AVAILABLE DATA section start
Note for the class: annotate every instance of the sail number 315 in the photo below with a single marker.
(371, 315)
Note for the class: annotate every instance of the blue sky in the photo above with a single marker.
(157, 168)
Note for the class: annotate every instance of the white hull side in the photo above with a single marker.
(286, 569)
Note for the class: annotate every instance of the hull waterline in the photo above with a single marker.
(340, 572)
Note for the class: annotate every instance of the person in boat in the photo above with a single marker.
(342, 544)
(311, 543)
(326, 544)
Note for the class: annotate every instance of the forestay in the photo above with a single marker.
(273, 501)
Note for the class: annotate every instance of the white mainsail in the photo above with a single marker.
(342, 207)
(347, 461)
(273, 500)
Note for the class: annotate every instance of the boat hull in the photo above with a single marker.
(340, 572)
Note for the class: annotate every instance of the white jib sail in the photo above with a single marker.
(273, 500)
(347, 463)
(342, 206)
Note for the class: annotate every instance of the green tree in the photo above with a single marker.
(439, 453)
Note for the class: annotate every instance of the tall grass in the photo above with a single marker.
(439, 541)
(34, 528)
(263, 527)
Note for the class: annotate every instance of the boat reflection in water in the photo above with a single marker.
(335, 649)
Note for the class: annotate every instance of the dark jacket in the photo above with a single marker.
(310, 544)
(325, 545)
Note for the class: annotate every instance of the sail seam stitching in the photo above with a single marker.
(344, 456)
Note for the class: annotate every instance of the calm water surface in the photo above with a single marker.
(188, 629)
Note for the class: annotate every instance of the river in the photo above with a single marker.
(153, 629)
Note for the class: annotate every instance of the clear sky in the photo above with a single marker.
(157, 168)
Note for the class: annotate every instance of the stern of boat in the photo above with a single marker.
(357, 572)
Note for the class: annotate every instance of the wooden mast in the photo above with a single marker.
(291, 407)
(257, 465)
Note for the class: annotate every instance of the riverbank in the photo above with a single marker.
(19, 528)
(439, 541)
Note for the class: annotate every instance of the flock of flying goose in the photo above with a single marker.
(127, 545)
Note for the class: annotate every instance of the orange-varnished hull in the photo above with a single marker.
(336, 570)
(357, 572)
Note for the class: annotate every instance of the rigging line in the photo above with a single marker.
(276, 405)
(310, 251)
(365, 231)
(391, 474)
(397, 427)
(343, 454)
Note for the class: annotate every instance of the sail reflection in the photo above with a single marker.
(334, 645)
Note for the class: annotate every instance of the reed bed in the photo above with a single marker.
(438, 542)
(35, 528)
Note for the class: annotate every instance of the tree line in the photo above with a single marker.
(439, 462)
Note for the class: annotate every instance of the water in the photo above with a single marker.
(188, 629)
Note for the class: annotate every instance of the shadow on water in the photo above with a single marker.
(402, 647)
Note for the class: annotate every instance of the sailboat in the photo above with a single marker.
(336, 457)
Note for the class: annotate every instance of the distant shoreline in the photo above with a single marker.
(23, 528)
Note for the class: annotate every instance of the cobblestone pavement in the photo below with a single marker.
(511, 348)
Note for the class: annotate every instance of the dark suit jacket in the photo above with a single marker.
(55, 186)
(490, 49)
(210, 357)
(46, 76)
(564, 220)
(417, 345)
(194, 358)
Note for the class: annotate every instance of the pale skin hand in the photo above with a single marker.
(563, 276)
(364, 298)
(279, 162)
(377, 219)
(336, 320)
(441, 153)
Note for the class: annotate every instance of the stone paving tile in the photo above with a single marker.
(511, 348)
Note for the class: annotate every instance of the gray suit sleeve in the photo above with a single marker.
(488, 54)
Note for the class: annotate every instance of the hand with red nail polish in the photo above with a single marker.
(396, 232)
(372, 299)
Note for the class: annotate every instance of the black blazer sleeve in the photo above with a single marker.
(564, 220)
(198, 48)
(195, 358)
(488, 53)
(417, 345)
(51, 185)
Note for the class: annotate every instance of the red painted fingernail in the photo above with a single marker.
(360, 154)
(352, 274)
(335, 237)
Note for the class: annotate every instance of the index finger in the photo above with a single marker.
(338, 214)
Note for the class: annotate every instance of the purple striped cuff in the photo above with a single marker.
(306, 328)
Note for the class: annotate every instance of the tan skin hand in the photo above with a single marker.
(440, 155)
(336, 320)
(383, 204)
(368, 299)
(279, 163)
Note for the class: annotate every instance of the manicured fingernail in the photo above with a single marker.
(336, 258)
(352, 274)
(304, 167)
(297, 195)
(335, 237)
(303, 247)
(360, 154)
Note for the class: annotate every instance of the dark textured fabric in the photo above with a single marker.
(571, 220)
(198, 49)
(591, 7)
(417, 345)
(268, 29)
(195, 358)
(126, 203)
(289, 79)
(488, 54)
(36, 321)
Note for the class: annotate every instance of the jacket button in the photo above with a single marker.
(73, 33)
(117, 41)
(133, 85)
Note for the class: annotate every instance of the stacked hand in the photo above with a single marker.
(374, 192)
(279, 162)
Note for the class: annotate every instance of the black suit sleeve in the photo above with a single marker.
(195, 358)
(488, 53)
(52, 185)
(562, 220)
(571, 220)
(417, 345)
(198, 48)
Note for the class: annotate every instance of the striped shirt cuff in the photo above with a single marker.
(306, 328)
AVAILABLE DATA section end
== WHAT YOU WILL DO ==
All of the data must be written out again, exactly as it stands.

== EXERCISE OUTPUT ==
Note for the class: annotate every instance of the sail number 315 in the photo below with a single marker.
(371, 315)
Note for the class: annotate every instance of the blue sky in the photo above with a single marker.
(157, 168)
Note for the class: annotate every instance of the white hull side in the photo above with a single marker.
(286, 569)
Note for the class: annotate every instance of the hull waterline in the photo above with a single marker.
(340, 572)
Note for the class: annotate every instance of the person in boat in the photo above with a single marker.
(342, 544)
(311, 543)
(326, 544)
Note for the class: annotate every instance of the forestay in the photo above with a single marker.
(273, 501)
Note for the class: annotate every instance of the white mainsail in the photo above with a single marker.
(342, 207)
(347, 461)
(273, 500)
Note for the class: annotate every instance of the boat hull in the photo above with a single marker.
(340, 572)
Note for the class: annotate every instance of the white jib sail in the photo above with a single marker.
(273, 500)
(347, 463)
(342, 206)
Note for the class: annotate every instance of the green tree in the photo above with a single marker.
(439, 453)
Note for the class: annotate every instance of the tall grass in the photo above with a single marker.
(439, 541)
(34, 528)
(263, 527)
Note for the class: annotate every instance of the boat reflection in water in the photo above with a single marker.
(335, 649)
Note for the class: annotate every instance of the dark jacket in the photo above with a single marker.
(310, 544)
(325, 545)
Note for the class: annotate every instance of the sail seam stitching in the photo above with a single marker.
(344, 456)
Note for the class: annotate every instance of the calm water surface in the photo above with a single marker.
(188, 629)
Note for the class: annotate every instance of the river in the photo above with a single marker.
(153, 629)
Note for the class: annotate every instance of the clear sky in the photo above with a single marker.
(157, 168)
Note for the class: annotate every instance of the stern of boat in the photo above with a single marker.
(357, 572)
Note for the class: annotate every instance of the wooden mast in the photo above with a single marker.
(291, 407)
(257, 465)
Note for the class: annotate every instance of the riverbank in the photo above with a single marker.
(19, 528)
(439, 541)
Note for the class: annotate every instance of the flock of flying goose in the photo above with a single marker.
(127, 545)
Note for the class: annotate every instance of the orange-varnished hull in the photo above with a single marker.
(336, 570)
(357, 572)
Note for the class: annotate every instance of the rigging line in the photo above with a single marker.
(276, 405)
(310, 251)
(365, 231)
(391, 474)
(397, 427)
(343, 454)
Note for the class: annotate every instance of the sail reflection in the photo above with a single marker.
(334, 645)
Note for the class: annotate every instance of the reed bed in the photo above with a single marker.
(438, 542)
(35, 528)
Note for the class: annotate every instance of the tree line in the photo above with a single marker.
(439, 462)
Note for the class: annotate every instance of the water in the photo above with a single marker.
(188, 629)
Note for the class: annotate every instance of the shadow on water in the photo above with a single marker.
(402, 647)
Note for the class: annotate every instance of the sailboat in the photo above with a single marker.
(336, 457)
Note for the class: annotate every instance of the distant shoreline in the photo above with a single marker.
(23, 528)
Note for the class: annotate every instance of the cobblestone pavement in the photo below with a single marker.
(511, 348)
Note for the class: annotate every instance of the dark suit jacket in the photo above with a single marker.
(55, 186)
(490, 49)
(210, 357)
(46, 76)
(564, 220)
(417, 345)
(194, 358)
Note for the class: annotate every instance of the pale skin hand in the photo above with a single marker.
(563, 276)
(364, 298)
(279, 162)
(377, 219)
(336, 320)
(441, 153)
Note for the class: annotate every instance of the stone paving tile in the photo above with a single marker.
(511, 348)
Note for the class: annotate every instance of the gray suit sleeve in the photo above with a single marker.
(488, 54)
Note for the class: annotate every instance of the hand with red nail polish in the photo above with a single marker.
(396, 232)
(372, 299)
Note for the class: annotate every instance of the black blazer sleeve in the photo above with a single marker.
(564, 220)
(198, 48)
(195, 358)
(488, 53)
(417, 345)
(51, 185)
Note for the class: annotate every instance of the red painted fingernail in the photo above with a single marker.
(360, 154)
(352, 274)
(335, 237)
Note for the class: annotate every instance of the index finger in the photo above with a single marker.
(338, 214)
Note for the class: annotate every instance of the purple striped cuff in the photo above with a single marker.
(306, 328)
Note for the class: annotate every instance of the tan skin hand in the photo above with a single marker.
(440, 155)
(336, 320)
(383, 204)
(368, 299)
(279, 163)
Note for the class: annotate every instance of the manicured fingernail in the photo above with a single marker.
(336, 258)
(352, 274)
(304, 167)
(297, 195)
(335, 237)
(303, 247)
(360, 154)
Note for the class: annotate every instance of the dark textured fabric in the photo above with a single marker.
(571, 220)
(198, 49)
(591, 7)
(417, 345)
(268, 29)
(195, 358)
(126, 203)
(289, 79)
(488, 54)
(36, 321)
Note for the class: annotate every instance of the jacket button in the photo above with a single marker.
(73, 33)
(117, 41)
(133, 85)
Note for the class: annotate every instance of the stacked hand in the photo above with a single marker.
(374, 192)
(279, 162)
Note for the class: annotate every instance of the black suit sleeve in the photo above with a single marker.
(195, 358)
(488, 53)
(52, 185)
(562, 220)
(571, 220)
(417, 345)
(198, 48)
Note for the class: annotate every instance of the striped shirt cuff in the photo above with a single marker.
(306, 328)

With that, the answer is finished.